### Problem description:
Rewrite the part of the records that opens with the first line and closes with the line containing "positive clicks: (1596, 644)", changing "rough mask" to "coarse mask" throughout and leaving everything else unchanged. Give only those lines.

### Record extracts:
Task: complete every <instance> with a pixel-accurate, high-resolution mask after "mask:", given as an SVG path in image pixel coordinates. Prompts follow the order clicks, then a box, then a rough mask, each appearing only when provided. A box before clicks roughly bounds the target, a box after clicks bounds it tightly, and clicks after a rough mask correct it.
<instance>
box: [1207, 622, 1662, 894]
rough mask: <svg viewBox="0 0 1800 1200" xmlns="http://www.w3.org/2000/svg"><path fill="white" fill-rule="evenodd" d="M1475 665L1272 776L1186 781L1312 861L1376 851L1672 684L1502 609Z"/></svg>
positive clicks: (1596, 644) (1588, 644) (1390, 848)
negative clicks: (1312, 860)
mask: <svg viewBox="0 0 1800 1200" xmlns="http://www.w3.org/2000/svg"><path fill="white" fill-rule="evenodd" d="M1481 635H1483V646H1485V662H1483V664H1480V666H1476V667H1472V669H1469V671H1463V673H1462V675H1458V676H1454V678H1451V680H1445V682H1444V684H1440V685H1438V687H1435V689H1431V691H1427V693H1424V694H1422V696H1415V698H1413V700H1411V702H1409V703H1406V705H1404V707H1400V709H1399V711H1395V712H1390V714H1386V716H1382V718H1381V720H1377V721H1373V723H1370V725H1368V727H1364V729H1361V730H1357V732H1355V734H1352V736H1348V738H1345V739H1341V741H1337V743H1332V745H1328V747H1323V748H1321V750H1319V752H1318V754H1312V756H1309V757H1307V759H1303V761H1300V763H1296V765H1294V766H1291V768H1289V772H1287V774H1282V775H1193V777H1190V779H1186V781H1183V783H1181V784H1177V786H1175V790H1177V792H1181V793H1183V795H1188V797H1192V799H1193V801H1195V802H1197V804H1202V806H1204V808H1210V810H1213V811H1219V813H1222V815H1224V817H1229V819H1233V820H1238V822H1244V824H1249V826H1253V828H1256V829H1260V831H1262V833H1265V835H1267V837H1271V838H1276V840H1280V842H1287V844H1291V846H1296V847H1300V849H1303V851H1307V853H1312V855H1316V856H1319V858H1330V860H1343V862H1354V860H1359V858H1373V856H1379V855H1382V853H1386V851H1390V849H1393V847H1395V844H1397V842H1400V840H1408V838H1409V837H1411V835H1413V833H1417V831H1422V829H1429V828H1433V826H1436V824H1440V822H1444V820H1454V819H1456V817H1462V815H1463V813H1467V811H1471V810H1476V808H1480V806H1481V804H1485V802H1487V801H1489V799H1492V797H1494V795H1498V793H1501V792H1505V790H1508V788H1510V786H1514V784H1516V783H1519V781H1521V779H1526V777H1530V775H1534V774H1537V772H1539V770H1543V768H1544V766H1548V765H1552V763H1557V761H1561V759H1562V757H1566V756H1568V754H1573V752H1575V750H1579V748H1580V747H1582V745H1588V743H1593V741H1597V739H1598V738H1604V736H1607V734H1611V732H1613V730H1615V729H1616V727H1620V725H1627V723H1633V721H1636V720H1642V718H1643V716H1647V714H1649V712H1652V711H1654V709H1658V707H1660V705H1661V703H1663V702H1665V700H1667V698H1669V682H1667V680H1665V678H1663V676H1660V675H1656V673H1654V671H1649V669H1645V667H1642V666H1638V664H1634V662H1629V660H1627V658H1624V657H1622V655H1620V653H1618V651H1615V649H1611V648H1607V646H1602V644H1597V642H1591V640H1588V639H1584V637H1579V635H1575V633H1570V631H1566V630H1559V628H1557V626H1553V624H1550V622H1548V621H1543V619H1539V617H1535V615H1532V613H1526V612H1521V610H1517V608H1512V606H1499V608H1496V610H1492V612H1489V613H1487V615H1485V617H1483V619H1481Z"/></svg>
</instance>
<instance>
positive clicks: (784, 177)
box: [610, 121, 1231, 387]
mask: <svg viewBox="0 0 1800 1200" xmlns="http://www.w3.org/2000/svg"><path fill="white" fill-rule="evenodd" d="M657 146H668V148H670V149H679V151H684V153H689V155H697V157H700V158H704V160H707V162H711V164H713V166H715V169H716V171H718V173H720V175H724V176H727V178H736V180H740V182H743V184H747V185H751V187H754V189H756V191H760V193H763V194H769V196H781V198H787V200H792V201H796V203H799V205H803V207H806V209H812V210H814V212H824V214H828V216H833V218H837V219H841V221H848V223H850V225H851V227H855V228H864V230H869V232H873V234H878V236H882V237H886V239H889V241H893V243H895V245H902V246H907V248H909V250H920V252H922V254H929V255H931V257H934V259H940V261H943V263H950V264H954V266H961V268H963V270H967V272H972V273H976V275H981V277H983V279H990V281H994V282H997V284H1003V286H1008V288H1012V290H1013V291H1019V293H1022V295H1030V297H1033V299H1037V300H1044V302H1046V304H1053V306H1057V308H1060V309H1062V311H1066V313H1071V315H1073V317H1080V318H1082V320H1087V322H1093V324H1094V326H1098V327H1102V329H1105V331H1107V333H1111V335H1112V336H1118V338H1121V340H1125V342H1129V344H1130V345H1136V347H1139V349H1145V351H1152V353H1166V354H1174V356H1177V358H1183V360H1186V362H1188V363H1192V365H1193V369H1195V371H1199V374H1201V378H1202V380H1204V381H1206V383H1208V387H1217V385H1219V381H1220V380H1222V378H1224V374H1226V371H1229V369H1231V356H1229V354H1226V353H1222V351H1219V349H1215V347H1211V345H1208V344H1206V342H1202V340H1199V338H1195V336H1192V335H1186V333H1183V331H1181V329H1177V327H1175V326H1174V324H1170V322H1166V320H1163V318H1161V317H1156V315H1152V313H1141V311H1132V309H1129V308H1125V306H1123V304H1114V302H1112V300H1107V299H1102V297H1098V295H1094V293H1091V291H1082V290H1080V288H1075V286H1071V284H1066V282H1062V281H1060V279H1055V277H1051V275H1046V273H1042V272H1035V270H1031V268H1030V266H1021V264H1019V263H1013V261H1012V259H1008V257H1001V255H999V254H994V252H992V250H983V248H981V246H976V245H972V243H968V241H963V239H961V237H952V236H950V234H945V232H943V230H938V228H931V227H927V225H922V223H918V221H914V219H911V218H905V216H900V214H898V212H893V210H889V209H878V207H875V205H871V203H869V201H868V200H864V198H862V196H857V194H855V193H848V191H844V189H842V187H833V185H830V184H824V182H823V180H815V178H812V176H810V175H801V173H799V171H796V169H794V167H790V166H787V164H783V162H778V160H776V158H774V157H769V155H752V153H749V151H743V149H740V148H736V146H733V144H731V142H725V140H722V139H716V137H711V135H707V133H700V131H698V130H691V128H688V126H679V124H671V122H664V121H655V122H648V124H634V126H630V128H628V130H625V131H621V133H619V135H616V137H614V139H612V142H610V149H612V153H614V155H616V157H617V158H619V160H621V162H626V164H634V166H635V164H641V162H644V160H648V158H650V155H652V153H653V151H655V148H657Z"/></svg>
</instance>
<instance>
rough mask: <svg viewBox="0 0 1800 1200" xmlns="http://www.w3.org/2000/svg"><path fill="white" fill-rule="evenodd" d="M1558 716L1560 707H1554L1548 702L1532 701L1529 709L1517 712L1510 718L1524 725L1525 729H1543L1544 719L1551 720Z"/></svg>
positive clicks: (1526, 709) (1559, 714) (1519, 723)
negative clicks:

### Completed task:
Task: complete every <instance> with a pixel-accurate, high-resolution mask after "mask:", given as an SVG path in image pixel coordinates. Prompts follow the order clicks, then a box, then a coarse mask, each appearing only when provided. A box before clicks roughly bounds the target, a box after clicks bounds it tightly, and clicks after a coarse mask correct it.
<instance>
box: [1207, 622, 1662, 894]
coarse mask: <svg viewBox="0 0 1800 1200" xmlns="http://www.w3.org/2000/svg"><path fill="white" fill-rule="evenodd" d="M1475 665L1272 776L1186 781L1312 861L1376 851L1672 684L1502 609Z"/></svg>
positive clicks: (1596, 644) (1588, 644) (1390, 848)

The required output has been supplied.